(Beginning of MATERIAL PROVIDED)
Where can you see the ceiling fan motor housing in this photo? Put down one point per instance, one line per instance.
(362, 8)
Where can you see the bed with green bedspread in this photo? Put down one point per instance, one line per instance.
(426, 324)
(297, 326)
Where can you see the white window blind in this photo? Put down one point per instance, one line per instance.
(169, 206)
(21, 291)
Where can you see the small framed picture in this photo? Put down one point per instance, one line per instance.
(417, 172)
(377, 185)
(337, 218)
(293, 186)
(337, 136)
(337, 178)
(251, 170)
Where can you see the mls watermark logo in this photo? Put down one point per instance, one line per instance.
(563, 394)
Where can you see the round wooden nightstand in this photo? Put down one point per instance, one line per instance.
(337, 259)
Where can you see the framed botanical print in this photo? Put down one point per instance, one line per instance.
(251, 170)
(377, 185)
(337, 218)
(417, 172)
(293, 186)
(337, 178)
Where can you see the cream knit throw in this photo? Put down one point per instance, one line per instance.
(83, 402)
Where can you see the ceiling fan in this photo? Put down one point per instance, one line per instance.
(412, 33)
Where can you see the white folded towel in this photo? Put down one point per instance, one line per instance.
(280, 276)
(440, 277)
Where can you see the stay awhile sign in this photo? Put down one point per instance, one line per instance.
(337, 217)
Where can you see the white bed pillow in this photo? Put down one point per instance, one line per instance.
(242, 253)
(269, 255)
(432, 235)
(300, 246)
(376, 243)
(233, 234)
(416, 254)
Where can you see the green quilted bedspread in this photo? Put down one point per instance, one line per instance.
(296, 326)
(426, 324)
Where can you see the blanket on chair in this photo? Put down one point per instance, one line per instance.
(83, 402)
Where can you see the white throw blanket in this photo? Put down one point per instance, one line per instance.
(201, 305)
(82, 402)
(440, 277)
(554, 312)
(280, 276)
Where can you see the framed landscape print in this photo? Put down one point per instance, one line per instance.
(End of MATERIAL PROVIDED)
• THE TASK:
An exact copy of every line above, start to finish, is required.

• EXERCISE ANSWER:
Where can you see the ceiling fan motor housing in this photo? Put down one point per instance, one line per instance.
(362, 8)
Where can you see the bed with green bedspread in this photo? Put down one point per instance, one line per instance.
(426, 324)
(297, 326)
Where can you see the white window blind in this photo? Put down one point per instance, one line per instance.
(169, 206)
(21, 291)
Where can you see the small framed picture in this photo? Put down one point per instance, one line per instance.
(417, 172)
(377, 185)
(337, 218)
(293, 186)
(337, 136)
(337, 178)
(251, 170)
Where can you see the mls watermark logo in this photo? Put down one point per instance, one line per instance.
(563, 394)
Where can you see the round wooden nightstand in this photo? Put down one point per instance, one line per instance.
(337, 259)
Where can you see the framed botanical print in this photo? Put down one point per instance, one line per instance.
(251, 170)
(377, 185)
(337, 218)
(417, 172)
(293, 186)
(337, 178)
Where can you see the cream knit throw in this photo? Put down one point per instance, one line per instance.
(83, 402)
Where can you see the ceiling fan in this photo? Put down one point per instance, one line per instance.
(412, 33)
Where can you see the white folded towel in this photo? Put down one point per instance, one line per instance.
(280, 276)
(440, 277)
Where can you see the stay awhile sign in this photo? Put down one point per instance, one line per instance.
(337, 217)
Where can you see the white bed pillow in this photo? Put down one point per instance, one line per instance.
(242, 253)
(269, 255)
(432, 235)
(300, 246)
(376, 243)
(233, 234)
(416, 254)
Where can you see the green quilted bedspread in this photo? Put down one point per instance, one line per instance.
(296, 326)
(426, 324)
Where can you see the blanket on chair in this photo? Put down one point per instance, one line per instance.
(83, 402)
Where can you see the white throw blanket in this photo? Put down one point per instance, one line per instance.
(201, 305)
(82, 402)
(440, 277)
(554, 312)
(280, 276)
Where can you see the framed landscape print in this photo? Put down one point per instance, one line per instance.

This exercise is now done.